* [Exercise text]:
=-=-=-=-=
By now, most of the equipment from the dawn of the Atomic Age has found its way to a museum.
But some facilities at Los Alamos National Laboratory — the nation’s foremost nuclear weapons research center — date to the 1950s, said Thom Mason, LANL director.
That reality, coupled with the lab’s evolving mission, is spurring a $5 billion upgrade to aging buildings and equipment still in use in the 21st century, Mason said in an interview this week. Though state of the art when built during the Cold War, some aging infrastructure is now outdated.
More than 300 of 740 buildings the lab uses were built before 1970. Another 474 were built before 1990 and 543 before 2000, according to the lab.
Although much of the attention about upgrades has centered on the lab’s PF-4 building, which processes plutonium, other structures that need updating include the Chemistry and Metallurgy Research Facility, which studies nuclear samples in support of national security programs, including plutonium pit production. The first parts of the 550,000-square-foot facility were built in 1952.
“At the end of the Cold War, there was an infrastructure that had been built across the country to support the nuclear deterrent,” Mason said. “And that was sized for a different time and built a long time ago. And there was a period of time when … we coasted on that legacy infrastructure.
“I think there were hopes that we were heading into a new world where we may wind up in a different position in terms of the global position for nuclear weapons,” he said. “And now we’re reaching the point where that aging infrastructure is … no longer fit for service, and we’re having to kind of re-gauge and look at what’s the right size and scale of infrastructure for the 21st century.”
The $1 billion-a-year upgrades come as LANL gears up to meet an increased production target of 30 plutonium pits per year by 2026. The radioactive, grapefruit-sized pits are the core of nuclear weapons.
=-=-=-=-=
* [Tasks to perform]:
**A.** List every individual year written as a four-digit number in the article on the Los Alamos upgrades.
**B.** Carry on the article about the Los Alamos infrastructure upgrades from the point where it stops.
The records that come next are separate material and are not part of the Los Alamos article.

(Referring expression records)
=-=-=-=-=
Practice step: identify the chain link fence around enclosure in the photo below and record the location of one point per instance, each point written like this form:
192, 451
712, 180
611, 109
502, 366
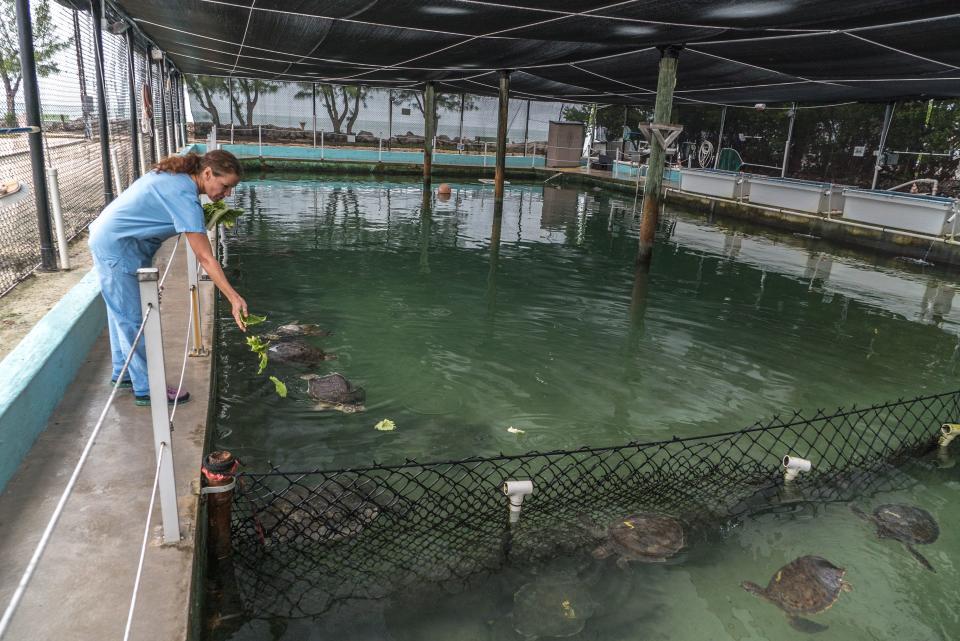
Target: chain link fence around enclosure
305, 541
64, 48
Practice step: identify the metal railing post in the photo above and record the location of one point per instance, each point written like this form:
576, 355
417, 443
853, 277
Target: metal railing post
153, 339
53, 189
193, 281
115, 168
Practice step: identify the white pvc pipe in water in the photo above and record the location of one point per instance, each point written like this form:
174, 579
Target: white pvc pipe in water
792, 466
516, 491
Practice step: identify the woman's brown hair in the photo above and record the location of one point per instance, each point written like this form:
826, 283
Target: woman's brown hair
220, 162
=-=-=-=-=
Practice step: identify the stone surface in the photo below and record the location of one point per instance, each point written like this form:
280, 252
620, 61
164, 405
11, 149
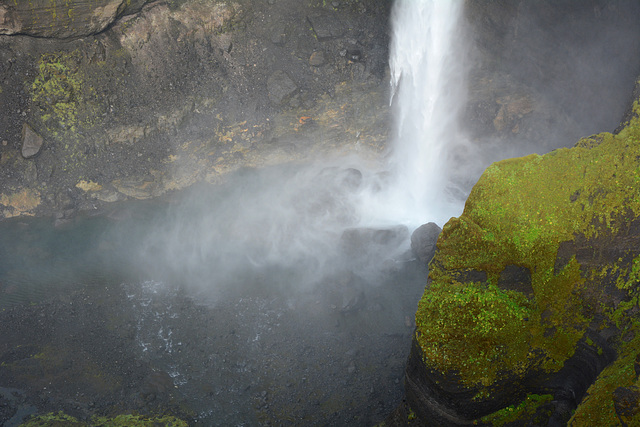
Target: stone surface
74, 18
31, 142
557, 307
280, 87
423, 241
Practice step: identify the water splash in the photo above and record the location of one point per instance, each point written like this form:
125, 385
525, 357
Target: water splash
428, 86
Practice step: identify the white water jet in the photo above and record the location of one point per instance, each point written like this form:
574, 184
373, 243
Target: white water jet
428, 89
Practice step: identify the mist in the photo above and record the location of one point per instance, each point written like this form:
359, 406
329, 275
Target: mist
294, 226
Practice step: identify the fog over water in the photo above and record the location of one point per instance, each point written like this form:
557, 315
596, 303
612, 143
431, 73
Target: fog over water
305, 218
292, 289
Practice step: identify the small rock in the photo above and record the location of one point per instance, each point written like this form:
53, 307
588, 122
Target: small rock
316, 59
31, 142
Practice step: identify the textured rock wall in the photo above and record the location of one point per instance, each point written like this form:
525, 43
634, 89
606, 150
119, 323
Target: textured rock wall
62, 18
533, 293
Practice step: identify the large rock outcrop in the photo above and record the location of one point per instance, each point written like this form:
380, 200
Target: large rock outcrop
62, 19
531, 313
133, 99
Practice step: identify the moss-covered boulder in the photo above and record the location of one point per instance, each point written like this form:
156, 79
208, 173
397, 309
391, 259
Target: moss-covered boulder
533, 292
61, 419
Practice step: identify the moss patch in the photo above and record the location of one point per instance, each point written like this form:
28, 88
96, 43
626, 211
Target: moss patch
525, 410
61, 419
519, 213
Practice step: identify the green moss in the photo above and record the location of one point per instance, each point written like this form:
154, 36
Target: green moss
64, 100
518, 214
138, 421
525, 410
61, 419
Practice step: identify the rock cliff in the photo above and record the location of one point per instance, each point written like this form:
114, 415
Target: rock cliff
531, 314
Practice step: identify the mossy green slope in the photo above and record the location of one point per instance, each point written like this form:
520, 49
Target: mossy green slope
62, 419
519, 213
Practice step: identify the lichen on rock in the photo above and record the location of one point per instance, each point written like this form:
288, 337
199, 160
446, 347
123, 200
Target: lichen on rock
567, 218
=-=-=-=-=
* [Expected responses]:
**A.** 1952, 1970, 1990, 2000, 2026

**B.**
Upgrades could continue climbing to more than $13 billion over 1o years, with congressional budget approvals.
Mason said the lab also is working on safety upgrades and two new parking structures to accommodate about 1,000 new workers hired every year. About half are to replace retiring workers, Mason said.
The plans raise concerns of some critics who say they’ve been unable to obtain site plans detailing the nature of the work to be done for the next five years and beyond.
“A lot more transparency is needed because this is a big program, and even if it were just restoring old Cold War buildings, the scale of the effort and the planned expansion of the lab by a few thousand people is a major undertaking,” said Greg Mello, executive director of the Los Alamos Study Group.
The lab, which for the past several years has struggled with safety problems — a 2019 Department of Energy report outlined persisting safety problems that went unresolved for more than a decade, including fire-protection issues, improper shipments of atomic materials and mislabeled hazardous waste — has made some improvements, said Mason, who took over as the lab’s director in late 2018.
“I wouldn’t say we’ve gotten to where we want to be this year,” he said. “It’s going to take several years to get that baked into the system. We need to be best in class, and we’re not yet.”
Mason said the LANL upgrades include work on constructing a new supercomputer called Crossroads that will replace the lab’s existing supercomputer, Trinity.
The computer is a key piece of technology that will be used in keeping tabs on the nation’s nuclear weapons stockpile after Trinity nears the end of its lifetime in 2021.
Crossroads will aid in “the ever-increasing computing requirements to support the weapons program,” according to a LANL document.